▸ **GIVEN PROBLEM**
Can you convert the lines of all the items below into a numbered list, skipping blank lines and leaving the pictures out?
☆ ☆ ☆ ☆ ☆ ☆ ☆
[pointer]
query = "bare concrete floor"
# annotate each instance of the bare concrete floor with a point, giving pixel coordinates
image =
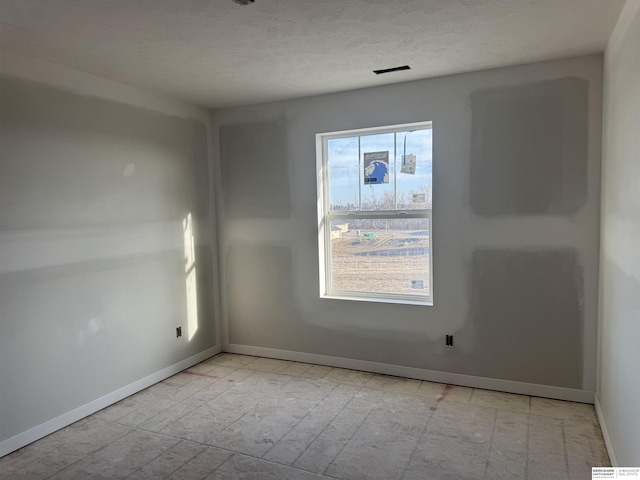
(241, 417)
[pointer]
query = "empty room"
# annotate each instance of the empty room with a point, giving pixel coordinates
(329, 239)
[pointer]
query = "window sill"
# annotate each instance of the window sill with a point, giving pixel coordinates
(396, 301)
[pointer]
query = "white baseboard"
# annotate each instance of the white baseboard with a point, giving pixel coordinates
(536, 390)
(46, 428)
(605, 433)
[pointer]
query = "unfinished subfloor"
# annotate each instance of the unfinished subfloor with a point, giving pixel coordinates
(236, 416)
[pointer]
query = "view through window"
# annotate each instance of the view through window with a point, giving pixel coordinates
(375, 187)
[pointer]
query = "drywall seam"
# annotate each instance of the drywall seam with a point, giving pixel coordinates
(50, 426)
(547, 391)
(69, 79)
(605, 432)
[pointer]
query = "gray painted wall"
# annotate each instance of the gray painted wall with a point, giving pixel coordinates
(515, 252)
(93, 193)
(619, 377)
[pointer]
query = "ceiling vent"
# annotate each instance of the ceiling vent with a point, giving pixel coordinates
(394, 69)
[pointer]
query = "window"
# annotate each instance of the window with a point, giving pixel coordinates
(374, 212)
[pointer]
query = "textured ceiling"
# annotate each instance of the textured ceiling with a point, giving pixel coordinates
(216, 53)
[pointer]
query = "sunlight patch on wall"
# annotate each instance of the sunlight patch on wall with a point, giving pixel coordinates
(190, 269)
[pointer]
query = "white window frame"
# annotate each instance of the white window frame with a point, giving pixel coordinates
(325, 215)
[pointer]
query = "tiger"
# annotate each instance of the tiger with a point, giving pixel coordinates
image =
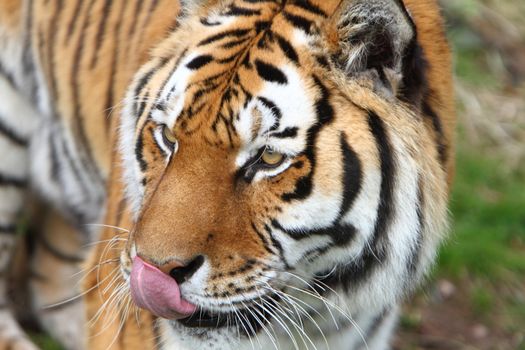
☆ ☆ ☆ ☆ ☆ ☆ ☆
▸ **TASK OUTPUT**
1. [pointer]
2. query = "bare concrete floor"
3. # annotate each instance of the bare concrete floor with a point, giving pixel coordinates
4. image =
5. (241, 417)
6. [pointer]
7. query = "empty room"
8. # annotate each instance of the empty room with a point, giving pixel coordinates
9. (329, 239)
10. [pointer]
11. query = "window sill"
12. # annotate each instance of the window sill with a point, giving pixel coordinates
13. (396, 301)
14. [pointer]
15. query = "white baseboard"
16. # annotate each instance of the white baseboard with a point, giving pixel coordinates
17. (536, 390)
18. (46, 428)
19. (605, 433)
20. [pointer]
21. query = "unfinished subfloor"
22. # annotate each instance of the unfinished subfloor with a point, giving pixel coordinates
23. (236, 416)
24. [pointer]
25. query = "view through window"
26. # annotate each instance of the view through window with a point, giving pixel coordinates
27. (375, 187)
28. [pointer]
29. query = "drywall seam"
30. # annotate each instance of the drywall seam with a point, giving pixel coordinates
31. (50, 426)
32. (547, 391)
33. (69, 79)
34. (605, 432)
35. [pointer]
36. query = "gray painted wall"
37. # annotate each instance of the gray painted wall with a point, giving pixel coordinates
38. (515, 252)
39. (93, 193)
40. (619, 377)
41. [pointer]
42. query = "ceiling vent"
43. # annotate each instance of the ceiling vent with a point, giving pixel coordinates
44. (394, 69)
45. [pointer]
46. query = "window"
47. # annotate each instance of the window with a point, giving pixel coordinates
48. (374, 212)
49. [pointer]
50. query = "textured ceiling"
51. # annotate each instance of the textured ceiling with a point, giving pixel coordinates
52. (216, 53)
53. [pointer]
54. query = "sunlight patch on wall"
55. # annotate each instance of the sunlight patch on wall with a point, giving pixel coordinates
56. (190, 269)
57. [pointer]
58. query = "white window frame"
59. # annotate each instance of the white window frame with a point, giving pixel coordinates
60. (325, 215)
61. [pointer]
62. query = "tiger"
63. # annotate each instance of the tiger with a point, giving pixel coordinates
64. image =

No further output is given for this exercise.